▸ Page
>> START

Saturday, April 23, 2011

BEAUTY


I was moved to write this blog entry by the title to the Notes, to Lecture 59 in the Philosophy series of The Teaching Company, 2004. The title read

"AESTHETICS - Beauty Without Observers."

How could beauty exist without someone to see it? Why would anyone deem such a philosophical position necessary?

So, first (to please Gerry), a definition –

Aesthetics – a set of principles concerned with the nature and appreciation of beauty. That branch of philosophy which deals with questions of beauty and artistic taste. (The New Oxford English Dictionary)

Beauty, it seems, is a little hard to define, hence the need for a discipline - aesthetics - to do the job for us. Is beauty then even real, or is it some figment of our imagination? It cannot be touched, tasted, or smelled. It has no mass, extension, or velocity. By these measures, says science, it has no objective existence. However, according to the philosophy of realism a thing exists if the world cannot function normally without it. So, what might our world be like without beauty? Well, I thought at first it might look like a cross between Manila and the industrial north of England in 1900 on a rainy day – you know, colorless, disjointed, dispiriting and grimy, with flaking paint and broken windows. But actually that’s not so much an absence of beauty as a description of its opposite, ugliness, caused by overcrowding, poverty and neglect – the other end of the aesthetic scale, but still part of it.

A world without any aesthetic scale would be something slightly different. Such a world would, I imagine, be entirely utilitarian, a sort of Communist or maybe Fascist utopia dedicated to the efficiency of production, and to nothing else. It would be run by dull-suited bureaucrats who never smiled. All buildings would be rectangular, all city layouts rectilinear, and everything would be painted an institutional grey. All would dress identically, with just two hairstyles – one for men and one for women. Makeup – an unnecessary adornment - would be unknown, as would jewelry and indeed any kind of fashion, or fashion accessory. There would be no art, no music, and no pageantry. Sculpture would exist, but only in the form of grey monuments to leadership, conquest, and production. What festivals there were would be military in nature and precision, completely lacking in color or variety, consisting rather of interminable marches with rhythmic percussion as accompaniment – the only form of music and “dancing” deemed sensible. Food would be nutritious, but bland, the diet rotating on a fixed schedule, and invariably served in rectangular, polystyrene containers with recyclable plastic cutlery, plastic being the most ubiquitous material next to concrete. People would be ciphers, identified by numbers (their Maximum Leader would, I suspect, secretly refer to them as “digits”) and work nine to five without exception in grey cubicles in featureless, grey, office tower blocks. Private cars would come in three models – Small, Medium, and Large. All would be painted black. Efficiencies of scale would be maximized. All domestic animals would be confined to factory farms, and farming, like industry, would be in the control of massive machines. The countryside would be covered with large, rectangular fields for growing staple grains. Mountaintops would be flattened, and valleys filled, to regularize the flow of water, the planting of crops, and the straightness of roads. Forests would all be of the plantation type, with trees planted equidistantly, in rows. Gardens would be devoted exclusively to the growing of vegetables.

Yes, I think that’s more like it. Whew! Sounds a lot more like grim reality than I had expected. Still, man cannot live by bread alone, and perhaps I have made my point; if it ever needed making, that beauty is real enough.

>> END

▸ To be done
1) Could you rewrite the piece on beauty from "I was moved" up to and including "philosophical position necessary?", putting "post" in place of "blog entry"?
2) What is the Spanish translation of this sentence from the piece on beauty: "It has no mass, extension, or velocity."?
3) Can you extend the piece on beauty, picking up right after its final sentence?

▸ Provided records

>> START

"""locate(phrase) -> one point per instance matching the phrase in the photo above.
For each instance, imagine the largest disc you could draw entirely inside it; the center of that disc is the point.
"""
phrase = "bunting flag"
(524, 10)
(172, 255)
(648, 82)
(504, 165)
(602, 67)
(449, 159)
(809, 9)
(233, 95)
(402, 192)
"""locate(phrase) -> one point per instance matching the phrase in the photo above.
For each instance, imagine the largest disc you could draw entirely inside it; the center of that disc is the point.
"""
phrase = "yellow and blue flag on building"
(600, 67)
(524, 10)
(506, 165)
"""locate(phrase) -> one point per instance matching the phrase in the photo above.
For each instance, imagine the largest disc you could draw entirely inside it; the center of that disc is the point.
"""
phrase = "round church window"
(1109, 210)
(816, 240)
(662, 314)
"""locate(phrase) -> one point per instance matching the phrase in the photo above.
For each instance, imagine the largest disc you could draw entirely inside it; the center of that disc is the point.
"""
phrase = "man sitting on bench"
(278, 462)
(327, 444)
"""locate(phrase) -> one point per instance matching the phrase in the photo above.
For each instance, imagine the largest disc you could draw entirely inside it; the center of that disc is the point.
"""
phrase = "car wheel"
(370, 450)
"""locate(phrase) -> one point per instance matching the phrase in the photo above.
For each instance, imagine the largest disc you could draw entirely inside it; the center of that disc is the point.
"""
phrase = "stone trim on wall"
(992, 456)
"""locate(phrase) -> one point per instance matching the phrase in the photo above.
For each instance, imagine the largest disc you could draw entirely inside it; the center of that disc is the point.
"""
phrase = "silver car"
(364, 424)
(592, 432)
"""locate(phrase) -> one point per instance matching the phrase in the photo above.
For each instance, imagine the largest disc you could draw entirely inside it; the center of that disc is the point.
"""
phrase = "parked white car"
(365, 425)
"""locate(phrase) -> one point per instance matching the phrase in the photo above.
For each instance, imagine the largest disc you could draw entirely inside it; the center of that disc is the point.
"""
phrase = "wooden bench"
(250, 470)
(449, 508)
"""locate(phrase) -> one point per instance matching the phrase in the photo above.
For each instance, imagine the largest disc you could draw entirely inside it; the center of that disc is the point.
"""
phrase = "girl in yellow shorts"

>> END

▸ Answers provided
1)
I was moved to write this post by the title to the Notes, to Lecture 59 in the Philosophy series of The Teaching Company, 2004. The title read

"AESTHETICS - Beauty Without Observers."

How could beauty exist without someone to see it? Why would anyone deem such a philosophical position necessary?

2) No tiene masa, extensión ni velocidad.

3)
But what is it? Because the troublesome point is, if beauty is undefined, or undefinable, merely whatever you personally happen to like, then it lacks that essential element of objective agreement that science needs to pronounce something real; something we can all point our finger at and say “that is what we mean by beauty”; i.e. something that exists independently of the observer; something that’s out there. If an assertion – “That vase is beautiful.” – is to be rationally justifiable to the logical positivists among us, it must be scientifically verifiable, or amenable to logical or mathematical proof. Failing that, beauty is held to be a mere figment of each person’s disconnected fancy.

Thus, to preserve beauty, whose existence none of us doubts, Plato insisted its essence must not depend on any percipient, but on a higher, disembodied ideal (Diotima, in the Symposium), and 2300 years later G. E. Moore found it necessary to make the similar claim that if “the beautiful world is in itself better than the ugly” (and he too agreed it is) then beauty must be at least to some degree independent of human existence (Principia Ethica, 1903 - both quoted in those Notes).

The principles of aesthetics, then, aim to rescue beauty – undeniable as it is – from the illusory world of the merely mental and subjective by putting it on a firm, objective footing, by making it measurable, and thereby accessible to science, which, by its own estimate, is the study of what is real. Beauty then becomes a property of certain two-dimensional surfaces (e.g. paintings), three-dimensional objects (e.g. sculptures), and wavelengths and forms (e.g. music and light shows) and everybody can breathe freely again.

On one thing I think we all agree: beauty, like truth, is unequivocally a species of good (“the beautiful world is better than the ugly”), while in the medieval conception of things there is beauty in goodness. Either way, beauty is on a scale, or hierarchy of value.

But hang on a moment! Our subject-object metaphysics - the dualistic cornerstone of Western thought - holds firmly to a scientific tradition of value neutrality. Values, being indefinable, are quite explicitly illegal in the hallowed halls of science. So, having safely installed the essence of beauty in the domain of the really real, the question then becomes, can any hierarchy of values, of quality – of goodness or badness, beauty or ugliness – be inferred from a purely objective world, a world without observers, a world which science unequivocally declares is “value free”? What does it mean, from within a strictly subject-object metaphysics, to say that the universe, or even part of it, is intrinsically beautiful?

I would submit that it means, literally, nothing whatever. If we accept a primary division of the world into subjects and objects, value cannot be thereafter derived from a disinterested observation of “facts”. Facts are always selected on the basis of some preexisting hierarchy of values supplied by us, and never the other way around. Facts cannot be appreciated – i.e. noticed - without the imposition of these preconceived qualities. Beauty is value through and through, and value cannot be defined without killing it.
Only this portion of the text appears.